> **Selected extract**

•••••

The essence the template II is to get search space of 2 instead of 1, howover it does not work for me let's solve this problem.
the problem says
"givin an array of integers find 2 number such that if you add them togother you get a givin target if you find the 2 numbers find return the index of the first element"
Well if we use binary search defintly we will need search space of 2 here is a code built on top of the template II
class Solution {
public:
int search(vector<int>& nums, int target) {
if (nums.size() == 0)
return -1;
int left = 0, right = nums.size();
while (left < right) {
// Prevent (left + right) overflow
int mid = left + (right - left) / 2;
if (nums[mid] + nums[mid + 1] == target) {
return mid;
}
else if (nums[mid] + nums[mid + 1] < target) {
left = mid + 1;
}
else {
right = mid;
}
}
if (left < nums.size() - 1 && nums[left] + nums[left + 1] == target) {
return left;
}
return -1;
}
};
int main(void) {
Solution solution;
vector<int> nums = { 1, 2, 3, 4 };
// This will work fine
cout << solution.search(nums, 7) << endl;
// But this will through an error
cout << solution.search(nums, 9) << endl;
}this code will not work (I think there is something worng with template II)
so I take a step back and tried to came up with my own binary search for 2 search space and here is my template, there it is.
class Solution {
public:
int search(vector<int>& nums, int target) {
int left = 0;
int right = nums.size() - 1;
while (left < right) {
int mid = left + (right - left) / 2;
if (target < nums[mid]) {
right = mid - 1;
}
else if (target > nums[mid]) {
left = mid + 1;
}
else {
return mid;
}
}
if (nums[left] == target) {
return left;
}
return -1;
}
};
And it is accepted by leetcode binary search problem https://leetcode.com/problems/binary-search/
But wait this is looks exacly same as the template I with 2 differences
- while loop condition now (left < right) instead of (left <= right)
- there is post-processing condition
Exactly and that is what make it 2 search space
Why ?
will if you think about it every element you git with (nums[mid]) have right element and you can access it execpt for the last one and to avoid touching the last element we wrote (left < right) this conidtion won't let left to equal right so mid will never be the last index, now we have 2 search space but if you will use this template for accessing single element you have to write the post-processing condtion to check the only element you have never checked in the while loop and this element sitts at index (x) where x = left and x = right because when left get equals right the loop will breaks
now you can use this template to solve the problem that we came up with earlier
here is my solution
class Solution {
public:
int search(vector<int>& nums, int target) {
int left = 0;
int right = nums.size() - 1;
while (left < right) {
int mid = left + (right - left) / 2;
if (target < nums[mid] + nums[mid + 1]) {
right = mid - 1;
}
else if (target > nums[mid] + nums[mid + 1]) {
left = mid + 1;
}
else {
return mid;
}
}
if (left < nums.size() - 1 && nums[left] + nums[left + 1] == target) {
return left;
}
return -1;
}
};
int main(void) {
Solution solution;
vector<int> nums = { 1, 2, 3, 4 };
cout << solution.search(nums, 7) << endl;
cout << solution.search(nums, 9) << endl;
}

•••••

> **Requirement 1**
Express the part of the rows that opens with the line containing "Please trace the outline of every instance of the round" and closes with the line containing "862], [715, 922]]" as a JSON list of strings, one string per line, with blank lines dropped. Leave the pictures out.
The post and the rows are unrelated to each other.

> **The input**
•••••

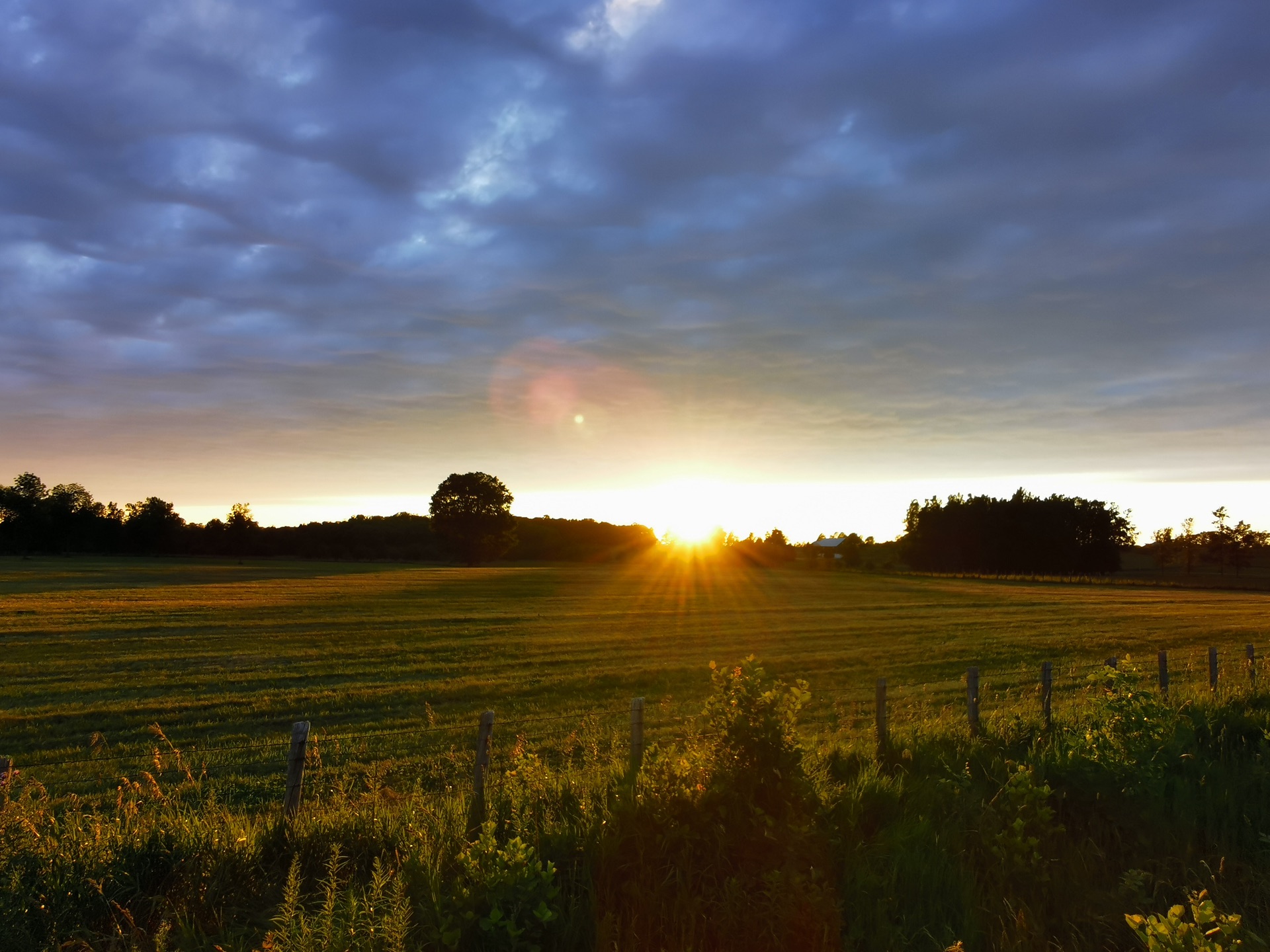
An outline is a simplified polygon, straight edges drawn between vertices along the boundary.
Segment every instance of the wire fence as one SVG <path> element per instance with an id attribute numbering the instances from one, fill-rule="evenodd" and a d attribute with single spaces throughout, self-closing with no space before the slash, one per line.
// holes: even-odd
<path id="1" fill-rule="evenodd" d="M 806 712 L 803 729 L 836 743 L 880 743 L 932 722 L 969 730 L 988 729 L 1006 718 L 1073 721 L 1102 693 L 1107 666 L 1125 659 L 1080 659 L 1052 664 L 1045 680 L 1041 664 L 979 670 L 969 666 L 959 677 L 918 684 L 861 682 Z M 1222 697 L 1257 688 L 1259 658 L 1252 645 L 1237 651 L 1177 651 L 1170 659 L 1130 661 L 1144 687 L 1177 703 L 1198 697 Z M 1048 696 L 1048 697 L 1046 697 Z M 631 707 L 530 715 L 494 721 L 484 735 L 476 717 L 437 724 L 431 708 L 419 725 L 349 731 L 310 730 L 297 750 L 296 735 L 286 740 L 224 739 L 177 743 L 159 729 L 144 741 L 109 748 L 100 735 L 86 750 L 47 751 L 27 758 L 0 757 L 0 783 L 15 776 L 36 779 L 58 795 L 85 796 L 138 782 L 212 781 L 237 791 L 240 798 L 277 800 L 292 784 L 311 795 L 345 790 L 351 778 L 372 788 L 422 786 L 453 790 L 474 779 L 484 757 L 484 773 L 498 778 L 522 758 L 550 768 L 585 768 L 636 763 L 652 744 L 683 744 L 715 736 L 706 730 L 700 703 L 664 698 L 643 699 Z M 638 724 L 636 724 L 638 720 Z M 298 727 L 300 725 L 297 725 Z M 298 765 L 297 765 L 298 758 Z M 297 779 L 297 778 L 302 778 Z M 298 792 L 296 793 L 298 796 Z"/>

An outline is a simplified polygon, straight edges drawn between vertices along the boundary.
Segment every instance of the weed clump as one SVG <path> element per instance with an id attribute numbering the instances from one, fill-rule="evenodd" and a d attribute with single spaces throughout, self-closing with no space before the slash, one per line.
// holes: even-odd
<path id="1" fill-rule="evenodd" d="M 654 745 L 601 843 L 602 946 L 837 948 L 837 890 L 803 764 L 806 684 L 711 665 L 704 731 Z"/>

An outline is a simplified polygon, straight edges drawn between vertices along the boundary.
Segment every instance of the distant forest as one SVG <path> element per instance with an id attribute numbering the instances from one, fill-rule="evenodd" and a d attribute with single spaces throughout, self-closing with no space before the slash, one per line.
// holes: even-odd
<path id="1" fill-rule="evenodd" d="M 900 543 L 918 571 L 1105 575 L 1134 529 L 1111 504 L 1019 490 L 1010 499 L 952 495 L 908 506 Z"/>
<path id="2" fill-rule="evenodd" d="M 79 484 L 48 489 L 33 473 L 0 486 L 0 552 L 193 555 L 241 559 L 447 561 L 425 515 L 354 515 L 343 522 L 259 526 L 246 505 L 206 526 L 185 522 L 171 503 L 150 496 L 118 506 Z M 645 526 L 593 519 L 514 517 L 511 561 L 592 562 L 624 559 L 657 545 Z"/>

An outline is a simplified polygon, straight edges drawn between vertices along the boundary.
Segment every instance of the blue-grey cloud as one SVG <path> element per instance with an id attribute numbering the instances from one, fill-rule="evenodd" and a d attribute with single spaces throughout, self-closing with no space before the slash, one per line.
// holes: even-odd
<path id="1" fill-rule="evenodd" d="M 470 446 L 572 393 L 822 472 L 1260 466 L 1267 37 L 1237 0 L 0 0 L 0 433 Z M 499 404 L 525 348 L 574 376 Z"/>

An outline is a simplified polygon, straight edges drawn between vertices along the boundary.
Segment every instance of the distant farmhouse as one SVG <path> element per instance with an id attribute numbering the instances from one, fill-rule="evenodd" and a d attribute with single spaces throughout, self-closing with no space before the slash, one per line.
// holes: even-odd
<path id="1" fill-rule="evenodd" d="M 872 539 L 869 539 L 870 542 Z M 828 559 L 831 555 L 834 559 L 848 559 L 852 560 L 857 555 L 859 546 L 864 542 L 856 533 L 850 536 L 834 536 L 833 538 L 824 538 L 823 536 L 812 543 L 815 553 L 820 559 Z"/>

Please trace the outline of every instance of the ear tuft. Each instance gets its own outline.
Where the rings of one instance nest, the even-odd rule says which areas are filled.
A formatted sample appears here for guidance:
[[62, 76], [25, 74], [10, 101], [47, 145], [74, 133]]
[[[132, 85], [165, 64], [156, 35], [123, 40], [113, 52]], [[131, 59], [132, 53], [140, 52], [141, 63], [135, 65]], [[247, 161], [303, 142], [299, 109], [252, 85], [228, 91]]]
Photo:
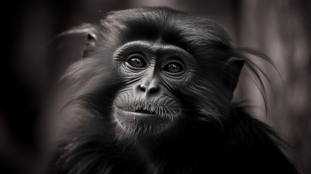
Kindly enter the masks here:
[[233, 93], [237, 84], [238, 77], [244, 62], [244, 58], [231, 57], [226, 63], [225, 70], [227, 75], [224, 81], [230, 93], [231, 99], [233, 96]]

•••••

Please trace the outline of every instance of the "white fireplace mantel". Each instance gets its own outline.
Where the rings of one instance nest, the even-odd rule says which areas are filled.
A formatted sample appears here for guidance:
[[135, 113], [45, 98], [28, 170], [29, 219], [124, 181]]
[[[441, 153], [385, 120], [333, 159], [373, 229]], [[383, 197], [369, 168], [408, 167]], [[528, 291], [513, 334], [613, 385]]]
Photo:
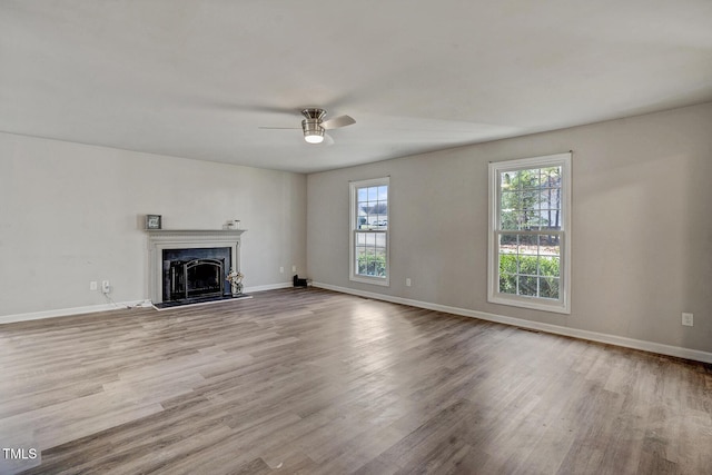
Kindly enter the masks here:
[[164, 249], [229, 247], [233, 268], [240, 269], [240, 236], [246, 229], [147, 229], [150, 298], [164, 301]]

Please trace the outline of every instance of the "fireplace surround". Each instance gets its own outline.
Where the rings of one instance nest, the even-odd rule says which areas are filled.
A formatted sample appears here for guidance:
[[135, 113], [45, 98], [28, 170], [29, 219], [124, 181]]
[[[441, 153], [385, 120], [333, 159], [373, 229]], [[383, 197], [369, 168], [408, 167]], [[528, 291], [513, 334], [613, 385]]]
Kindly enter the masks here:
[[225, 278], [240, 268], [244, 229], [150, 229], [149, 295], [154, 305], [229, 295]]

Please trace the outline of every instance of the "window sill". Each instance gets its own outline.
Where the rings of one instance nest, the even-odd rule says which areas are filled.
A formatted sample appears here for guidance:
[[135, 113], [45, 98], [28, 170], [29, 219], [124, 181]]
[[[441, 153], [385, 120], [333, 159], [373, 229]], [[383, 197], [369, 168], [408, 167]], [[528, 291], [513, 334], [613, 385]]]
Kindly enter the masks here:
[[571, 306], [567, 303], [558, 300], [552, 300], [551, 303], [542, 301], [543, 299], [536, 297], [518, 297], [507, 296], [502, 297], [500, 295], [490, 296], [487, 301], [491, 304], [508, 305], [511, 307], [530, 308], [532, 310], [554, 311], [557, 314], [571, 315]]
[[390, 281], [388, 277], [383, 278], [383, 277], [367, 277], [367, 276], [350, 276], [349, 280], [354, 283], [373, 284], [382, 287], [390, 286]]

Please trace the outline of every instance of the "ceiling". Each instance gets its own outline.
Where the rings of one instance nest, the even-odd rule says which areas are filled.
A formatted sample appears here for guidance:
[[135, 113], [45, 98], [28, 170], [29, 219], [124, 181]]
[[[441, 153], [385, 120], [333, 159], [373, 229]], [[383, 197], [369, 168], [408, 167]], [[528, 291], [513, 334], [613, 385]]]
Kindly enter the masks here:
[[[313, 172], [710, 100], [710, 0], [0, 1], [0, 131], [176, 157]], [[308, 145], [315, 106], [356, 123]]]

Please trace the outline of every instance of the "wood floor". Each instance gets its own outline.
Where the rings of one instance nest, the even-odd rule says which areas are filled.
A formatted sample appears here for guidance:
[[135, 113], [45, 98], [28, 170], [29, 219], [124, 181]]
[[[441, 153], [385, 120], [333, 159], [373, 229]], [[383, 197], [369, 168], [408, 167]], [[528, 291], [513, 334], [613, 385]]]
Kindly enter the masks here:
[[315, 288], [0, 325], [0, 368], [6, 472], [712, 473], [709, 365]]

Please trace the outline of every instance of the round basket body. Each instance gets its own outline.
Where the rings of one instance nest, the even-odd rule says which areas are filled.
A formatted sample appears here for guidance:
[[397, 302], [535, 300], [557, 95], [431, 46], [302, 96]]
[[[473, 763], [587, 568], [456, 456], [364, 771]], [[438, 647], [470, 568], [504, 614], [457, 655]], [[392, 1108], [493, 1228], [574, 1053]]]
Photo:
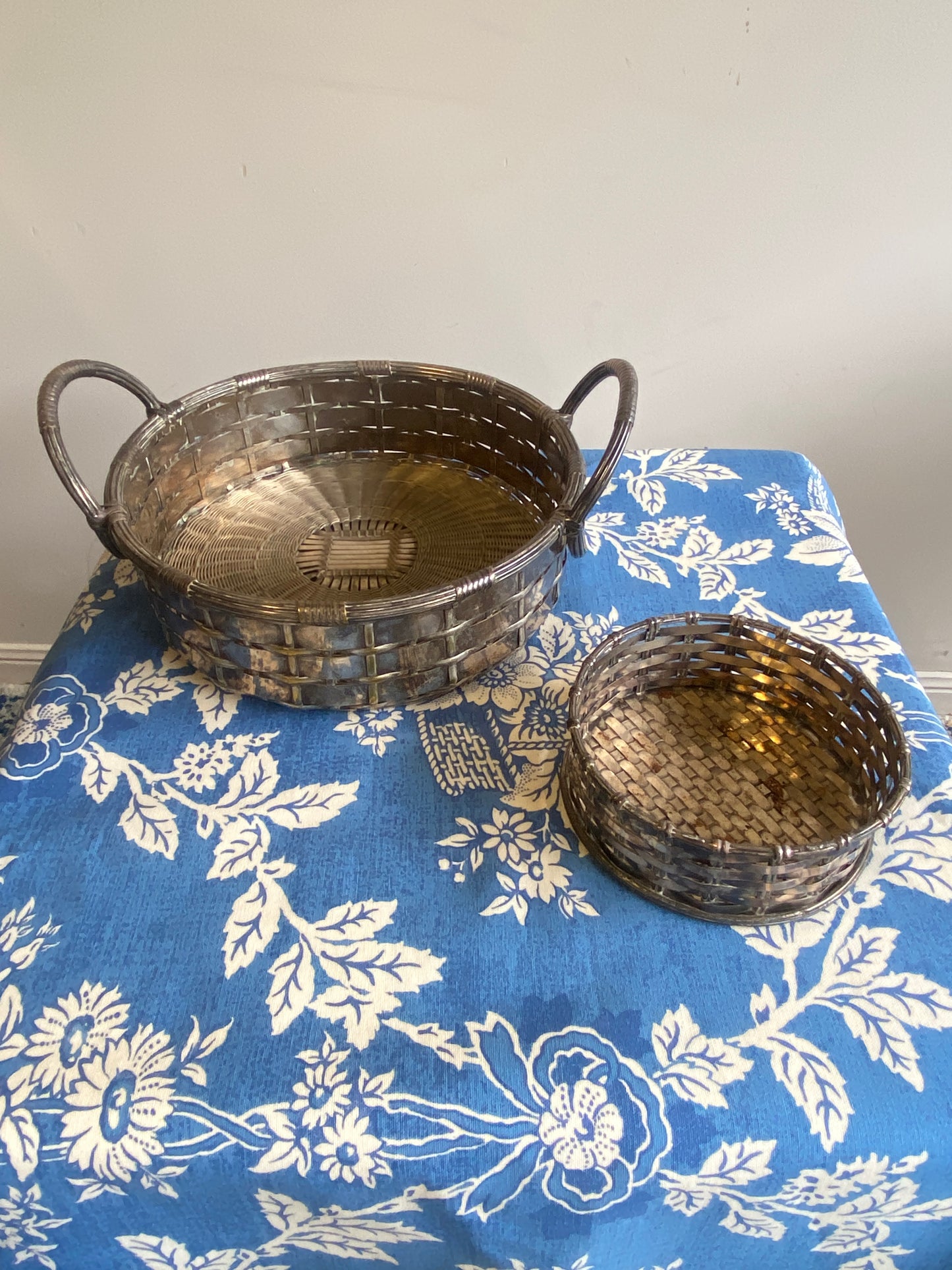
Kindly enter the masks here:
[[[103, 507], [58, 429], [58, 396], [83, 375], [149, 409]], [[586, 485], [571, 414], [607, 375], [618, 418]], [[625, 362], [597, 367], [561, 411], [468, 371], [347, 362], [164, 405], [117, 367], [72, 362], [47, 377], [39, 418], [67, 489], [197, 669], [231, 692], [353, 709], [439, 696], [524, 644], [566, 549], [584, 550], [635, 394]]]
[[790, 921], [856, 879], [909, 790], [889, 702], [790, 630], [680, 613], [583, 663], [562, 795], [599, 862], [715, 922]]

•••••

> **Requirement 2**
In the binary search post, give again the part that opens with the words containing "the problem says" and closes with "(nums.size() == 0)", updating "target" to "goal".

> **Written solution 1**
[
  "Please trace the outline of every instance of the round basket body. Each instance gets its own outline.",
  "Where the rings of one instance nest, the even-odd rule says which areas are filled.",
  "A formatted sample appears here for guidance:",
  "[[397, 302], [535, 300], [557, 95], [431, 46], [302, 96]]",
  "[[[473, 763], [587, 568], [456, 456], [364, 771]], [[438, 647], [470, 568], [504, 614], [457, 655]], [[392, 1108], [493, 1228], [574, 1053]]]",
  "Photo:",
  "Kindly enter the masks here:",
  "[[[103, 507], [58, 429], [58, 396], [83, 375], [149, 409]], [[586, 485], [571, 414], [607, 375], [618, 418]], [[625, 362], [597, 367], [561, 411], [468, 371], [347, 362], [164, 405], [117, 367], [72, 362], [47, 377], [39, 418], [67, 489], [197, 669], [231, 692], [353, 709], [439, 696], [524, 644], [566, 549], [584, 550], [635, 394]]]",
  "[[790, 921], [856, 879], [909, 790], [889, 702], [790, 630], [680, 613], [583, 663], [562, 795], [599, 862], [715, 922]]"
]

> **Written solution 2**
the problem says
"givin an array of integers find 2 number such that if you add them togother you get a givin goal if you find the 2 numbers find return the index of the first element"
Well if we use binary search defintly we will need search space of 2 here is a code built on top of the template II
class Solution {
public:
int search(vector<int>& nums, int goal) {
if (nums.size() == 0)